··· SUPPLIED INFORMATION

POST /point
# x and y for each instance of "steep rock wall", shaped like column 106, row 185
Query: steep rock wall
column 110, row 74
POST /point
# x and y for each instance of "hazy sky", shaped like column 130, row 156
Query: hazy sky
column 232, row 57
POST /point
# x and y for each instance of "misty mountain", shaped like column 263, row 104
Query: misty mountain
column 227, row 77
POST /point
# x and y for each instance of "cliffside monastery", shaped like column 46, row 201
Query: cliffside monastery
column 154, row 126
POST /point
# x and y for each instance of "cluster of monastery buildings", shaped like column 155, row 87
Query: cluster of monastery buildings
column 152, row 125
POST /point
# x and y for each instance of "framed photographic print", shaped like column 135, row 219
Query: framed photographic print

······

_WHAT TO PRODUCE_. Reproduce the data in its entirety, matching each character.

_RESULT BELOW_.
POST /point
# x and y for each instance of "steep rock wall", shaped like column 106, row 185
Query: steep rock wall
column 110, row 74
POST /point
# x and y for each instance of "hazy sky", shaped like column 130, row 156
Query: hazy sky
column 232, row 57
POST /point
# x and y for each instance of "misty mountain", shaped like column 263, row 104
Query: misty mountain
column 227, row 77
POST /point
# x and y for each instance of "cliffside monastery", shaped like column 46, row 201
Query: cliffside monastery
column 154, row 126
POST /point
# x and y for each instance of "cluster of monastery buildings", shaped like column 155, row 87
Query: cluster of monastery buildings
column 152, row 125
POST /point
# x and y for each instance of "framed photographic print", shaped like column 135, row 219
Query: framed photographic print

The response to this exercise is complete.